Studio album by Helmet
- Released: October 28, 2016
- Recorded: 2015–2016
- Genre: Alternative metal
- Length: 36:58
- Label: earMUSIC
- Producer: Page Hamilton

Helmet chronology
| Seeing Eye Dog (2010) | Dead to the World (2016) | Live and Rare (2021) |

= Dead to the World (album) =

2016 studio album by Helmet

Dead to the World is the eighth studio album by the American alternative metal band Helmet, released on October 28, 2016. It is the band's first studio album since Seeing Eye Dog (2010), as well as their first release on earMUSIC and their first one with bassist Dave Case.

The first song to be released from the album, "Bad News", premiered on October 5, 2016.

==Reception==

AllMusic's James Christopher Monger awarded it three out of five stars, and wrote "the veteran, genre-juggling metal outfit's first collection of new music in six years, Dead to the World continues in the vein of 2010's Seeing Eye Dog, introducing elements of shoegaze and Foo Fighters-esque alt-rock into their already sizeable arsenal of sonic weaponry." He further adds, "fans looking for a direct line to the band's 'Unsung' heyday will find that the alt-metal might that fueled their early recordings is no longer dialed in at 11, but Hamilton remains a compelling figure who is just as content engaging the listener's cerebrum as he is in landing a haymaker."

# Data
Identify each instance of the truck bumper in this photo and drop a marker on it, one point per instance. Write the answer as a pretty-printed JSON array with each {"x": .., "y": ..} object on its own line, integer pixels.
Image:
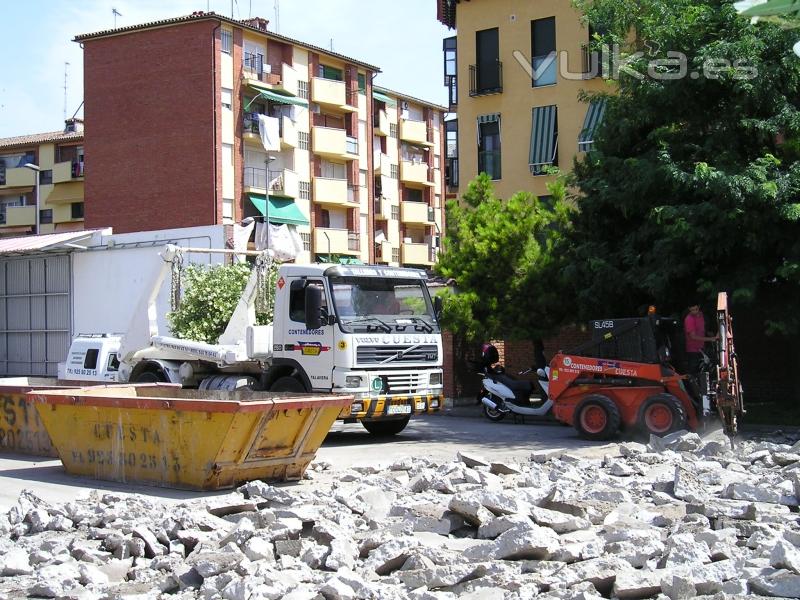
[{"x": 392, "y": 407}]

# Stated problem 1
Edit the Dead to the World article, everything from "Helmet chronology" down to "bassist Dave Case.", replacing "bassist" with "bass player".
# Stated problem 2
Answer these questions from the Dead to the World article:
(a) Which label released the album?
(b) On what date did "Bad News" premiere?
(c) How many stars did James Christopher Monger award the album?
The data here are material separate from the Dead to the World article.

# Complete answer 1
Helmet chronology
| Seeing Eye Dog (2010) | Dead to the World (2016) | Live and Rare (2021) |

= Dead to the World (album) =

2016 studio album by Helmet

Dead to the World is the eighth studio album by the American alternative metal band Helmet, released on October 28, 2016. It is the band's first studio album since Seeing Eye Dog (2010), as well as their first release on earMUSIC and their first one with bass player Dave Case.

# Complete answer 2
(a) earMUSIC
(b) October 5, 2016
(c) Three out of five